Write out the records below again, substituting "formatted example" for each occurrence of "formatted sample" and leaving everything else unchanged. Omit the pictures from your answer.

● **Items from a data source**
<<<<

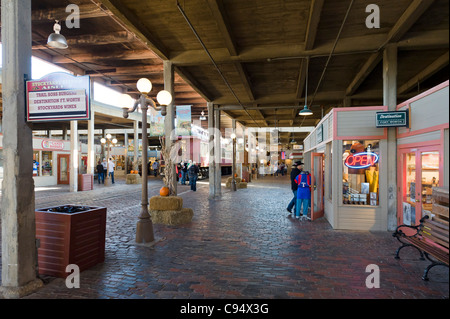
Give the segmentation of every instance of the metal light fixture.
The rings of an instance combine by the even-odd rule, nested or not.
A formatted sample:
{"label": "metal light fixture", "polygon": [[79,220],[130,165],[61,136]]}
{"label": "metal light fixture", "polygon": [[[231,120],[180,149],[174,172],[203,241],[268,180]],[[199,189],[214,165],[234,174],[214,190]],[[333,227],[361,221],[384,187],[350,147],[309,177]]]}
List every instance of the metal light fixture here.
{"label": "metal light fixture", "polygon": [[307,116],[312,115],[312,111],[308,109],[308,69],[309,69],[309,57],[306,59],[306,83],[305,83],[305,106],[298,114]]}
{"label": "metal light fixture", "polygon": [[67,49],[69,47],[67,45],[67,40],[62,34],[59,33],[61,31],[59,21],[55,21],[56,22],[53,25],[53,31],[55,31],[55,33],[52,33],[48,36],[47,44],[55,49]]}
{"label": "metal light fixture", "polygon": [[[128,107],[123,107],[123,117],[128,118],[128,113],[133,113],[140,106],[142,111],[142,195],[141,195],[141,213],[136,225],[136,242],[137,243],[150,243],[155,240],[153,235],[153,223],[148,213],[148,138],[147,138],[147,110],[151,106],[157,111],[161,111],[162,116],[166,116],[166,107],[172,103],[172,94],[170,92],[162,90],[156,95],[156,100],[160,106],[156,106],[153,99],[148,97],[148,93],[152,89],[152,82],[146,78],[139,79],[137,82],[137,88],[141,92],[139,100],[137,100],[133,108],[130,110]],[[128,98],[125,97],[124,101]],[[137,137],[135,137],[137,138]]]}

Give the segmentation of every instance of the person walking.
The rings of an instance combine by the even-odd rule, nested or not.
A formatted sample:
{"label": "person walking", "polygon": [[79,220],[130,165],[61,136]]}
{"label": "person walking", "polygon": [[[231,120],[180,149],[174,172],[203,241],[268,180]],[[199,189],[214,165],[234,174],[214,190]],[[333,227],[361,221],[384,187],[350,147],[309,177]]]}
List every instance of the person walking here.
{"label": "person walking", "polygon": [[[294,212],[292,211],[292,208],[296,207],[296,201],[297,201],[297,188],[298,185],[295,182],[295,178],[298,176],[298,174],[301,173],[301,169],[299,169],[299,167],[301,168],[301,165],[303,165],[302,162],[294,162],[292,164],[292,171],[291,171],[291,190],[292,190],[292,194],[294,195],[294,197],[292,198],[292,200],[290,201],[290,203],[288,204],[288,207],[286,208],[286,210],[289,212],[289,214],[294,214]],[[291,215],[289,215],[291,216]]]}
{"label": "person walking", "polygon": [[109,177],[111,177],[111,183],[113,184],[114,184],[114,167],[116,167],[116,165],[114,164],[112,158],[110,157],[108,161],[108,175]]}
{"label": "person walking", "polygon": [[186,185],[187,163],[181,162],[181,185]]}
{"label": "person walking", "polygon": [[158,168],[159,168],[159,163],[158,160],[154,161],[152,164],[152,169],[153,169],[153,176],[158,176]]}
{"label": "person walking", "polygon": [[300,209],[303,208],[303,215],[301,216],[301,220],[311,220],[311,218],[308,217],[308,208],[311,201],[311,174],[308,171],[302,171],[295,178],[295,182],[298,186],[295,218],[300,218]]}
{"label": "person walking", "polygon": [[199,169],[195,162],[192,162],[188,169],[189,185],[191,186],[191,191],[197,191],[197,178]]}
{"label": "person walking", "polygon": [[98,183],[105,184],[105,169],[103,168],[102,162],[98,161],[97,164],[97,176],[98,176]]}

>>>>

● **Answer to this problem**
Give the segmentation of every instance of the metal light fixture.
The rings of an instance combine by the even-odd rule, nested or not.
A formatted example:
{"label": "metal light fixture", "polygon": [[79,220],[130,165],[61,136]]}
{"label": "metal light fixture", "polygon": [[[231,120],[180,149],[174,172],[203,241],[268,180]],[[199,189],[214,165],[234,174],[214,190]],[[333,227],[361,221],[384,187],[350,147],[309,177]]]}
List every instance of the metal light fixture here.
{"label": "metal light fixture", "polygon": [[307,116],[312,115],[312,111],[308,109],[308,69],[309,69],[309,57],[306,59],[306,83],[305,83],[305,106],[298,114]]}
{"label": "metal light fixture", "polygon": [[67,49],[69,47],[67,45],[67,40],[62,34],[59,33],[61,31],[59,21],[55,21],[56,22],[53,25],[53,31],[55,31],[55,33],[52,33],[48,36],[47,44],[55,49]]}
{"label": "metal light fixture", "polygon": [[[128,107],[123,107],[123,117],[128,118],[128,113],[133,113],[140,106],[142,111],[142,195],[141,195],[141,213],[136,225],[136,242],[137,243],[150,243],[155,240],[153,235],[153,223],[148,213],[148,138],[147,138],[147,110],[151,106],[157,111],[161,111],[162,116],[166,116],[166,107],[172,103],[172,94],[170,92],[162,90],[156,95],[156,100],[160,106],[156,106],[153,99],[148,97],[148,93],[152,89],[152,82],[146,78],[139,79],[137,82],[137,88],[141,92],[139,100],[137,100],[133,108],[130,110]],[[128,98],[125,97],[124,101]],[[137,137],[135,137],[137,138]]]}

Give the segmentation of every instance of the person walking.
The rings of an instance combine by the even-odd rule, nested or not.
A formatted example:
{"label": "person walking", "polygon": [[79,220],[130,165],[61,136]]}
{"label": "person walking", "polygon": [[[231,120],[180,149],[174,172],[203,241],[268,180]],[[199,189],[214,165],[234,174],[214,190]],[[333,227],[361,221],[384,187],[350,147],[309,177]]]}
List every instance of the person walking here.
{"label": "person walking", "polygon": [[[294,212],[292,211],[292,208],[296,207],[296,201],[297,201],[297,188],[298,185],[295,182],[295,178],[298,176],[298,174],[301,173],[301,169],[299,169],[299,167],[301,168],[301,165],[303,165],[302,162],[294,162],[292,164],[292,171],[291,171],[291,190],[292,190],[292,194],[294,195],[294,197],[292,198],[292,200],[290,201],[290,203],[288,204],[288,207],[286,208],[286,210],[289,212],[289,214],[294,214]],[[291,215],[289,215],[291,216]]]}
{"label": "person walking", "polygon": [[109,177],[111,177],[111,183],[113,184],[114,184],[114,167],[116,167],[116,165],[114,164],[112,158],[110,157],[108,161],[108,175]]}
{"label": "person walking", "polygon": [[186,185],[187,163],[181,162],[181,185]]}
{"label": "person walking", "polygon": [[158,168],[159,168],[159,163],[158,160],[154,161],[152,164],[152,169],[153,169],[153,176],[158,176]]}
{"label": "person walking", "polygon": [[300,209],[303,208],[303,215],[301,216],[301,220],[311,220],[311,218],[308,217],[308,208],[311,201],[311,174],[308,171],[302,171],[295,178],[295,182],[298,186],[295,218],[300,218]]}
{"label": "person walking", "polygon": [[199,169],[195,162],[192,162],[188,169],[189,185],[191,186],[191,191],[197,191],[197,178]]}
{"label": "person walking", "polygon": [[98,183],[105,184],[105,169],[103,168],[102,162],[98,161],[97,164],[97,176],[98,176]]}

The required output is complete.